** Data for the task follows **
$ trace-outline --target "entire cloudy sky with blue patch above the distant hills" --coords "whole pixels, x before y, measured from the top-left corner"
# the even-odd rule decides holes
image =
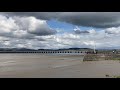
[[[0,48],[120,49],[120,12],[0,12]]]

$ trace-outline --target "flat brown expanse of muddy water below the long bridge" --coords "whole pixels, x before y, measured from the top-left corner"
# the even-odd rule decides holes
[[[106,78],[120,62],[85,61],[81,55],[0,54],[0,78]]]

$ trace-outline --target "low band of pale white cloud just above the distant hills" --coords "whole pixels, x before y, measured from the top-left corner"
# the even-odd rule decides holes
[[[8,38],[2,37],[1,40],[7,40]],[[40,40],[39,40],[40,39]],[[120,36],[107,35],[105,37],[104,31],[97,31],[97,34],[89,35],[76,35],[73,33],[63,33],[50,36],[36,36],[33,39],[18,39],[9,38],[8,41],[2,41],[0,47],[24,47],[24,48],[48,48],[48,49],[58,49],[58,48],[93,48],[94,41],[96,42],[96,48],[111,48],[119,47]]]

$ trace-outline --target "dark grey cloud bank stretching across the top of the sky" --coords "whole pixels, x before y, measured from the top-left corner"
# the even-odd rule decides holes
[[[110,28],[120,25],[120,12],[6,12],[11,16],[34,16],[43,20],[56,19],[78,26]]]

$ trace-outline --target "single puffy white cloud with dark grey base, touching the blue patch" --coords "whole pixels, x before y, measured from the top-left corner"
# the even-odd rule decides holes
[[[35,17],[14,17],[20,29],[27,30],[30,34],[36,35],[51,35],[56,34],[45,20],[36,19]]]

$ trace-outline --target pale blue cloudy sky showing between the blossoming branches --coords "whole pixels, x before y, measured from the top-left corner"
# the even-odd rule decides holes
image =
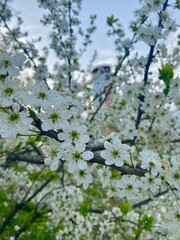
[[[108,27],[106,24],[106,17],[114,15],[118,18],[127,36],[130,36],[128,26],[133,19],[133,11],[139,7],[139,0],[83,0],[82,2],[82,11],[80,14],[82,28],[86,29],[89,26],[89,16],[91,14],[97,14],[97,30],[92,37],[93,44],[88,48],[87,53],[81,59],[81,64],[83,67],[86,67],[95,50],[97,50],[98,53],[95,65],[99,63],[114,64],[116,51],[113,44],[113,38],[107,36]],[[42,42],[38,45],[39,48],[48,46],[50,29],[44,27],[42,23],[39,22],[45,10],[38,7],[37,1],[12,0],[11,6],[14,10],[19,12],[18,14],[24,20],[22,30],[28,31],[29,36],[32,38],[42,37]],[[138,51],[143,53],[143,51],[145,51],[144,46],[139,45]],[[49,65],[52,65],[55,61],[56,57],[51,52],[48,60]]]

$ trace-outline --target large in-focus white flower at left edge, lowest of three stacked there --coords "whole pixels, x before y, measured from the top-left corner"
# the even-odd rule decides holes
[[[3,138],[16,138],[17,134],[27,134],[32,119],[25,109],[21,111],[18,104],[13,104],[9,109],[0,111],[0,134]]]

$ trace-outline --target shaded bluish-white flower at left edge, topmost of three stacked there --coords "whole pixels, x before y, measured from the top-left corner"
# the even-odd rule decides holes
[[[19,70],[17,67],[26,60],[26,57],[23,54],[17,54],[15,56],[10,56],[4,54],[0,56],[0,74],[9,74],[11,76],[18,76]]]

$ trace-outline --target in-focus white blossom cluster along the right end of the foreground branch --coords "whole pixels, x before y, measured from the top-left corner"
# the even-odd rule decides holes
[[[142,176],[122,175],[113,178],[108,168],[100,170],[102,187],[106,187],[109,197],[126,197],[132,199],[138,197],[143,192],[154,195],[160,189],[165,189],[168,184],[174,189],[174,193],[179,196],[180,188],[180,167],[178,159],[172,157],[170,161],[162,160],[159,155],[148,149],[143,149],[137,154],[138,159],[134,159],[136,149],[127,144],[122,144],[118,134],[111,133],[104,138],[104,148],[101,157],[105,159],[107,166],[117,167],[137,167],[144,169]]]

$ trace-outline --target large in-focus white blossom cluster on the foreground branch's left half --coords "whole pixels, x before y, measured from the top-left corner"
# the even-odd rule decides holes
** End of Data for the task **
What is required
Pull each line that includes the word "patch" out of the material above.

Task output
$ trace-outline --target "entire cloudy sky with blue patch above the distant hills" --coords "whole pixels, x before y, measured from the top-left corner"
$ trace-outline --target "single puffy white cloud with dark grey base, touching the blue patch" --coords "whole pixels, x before y, measured from the top-left corner"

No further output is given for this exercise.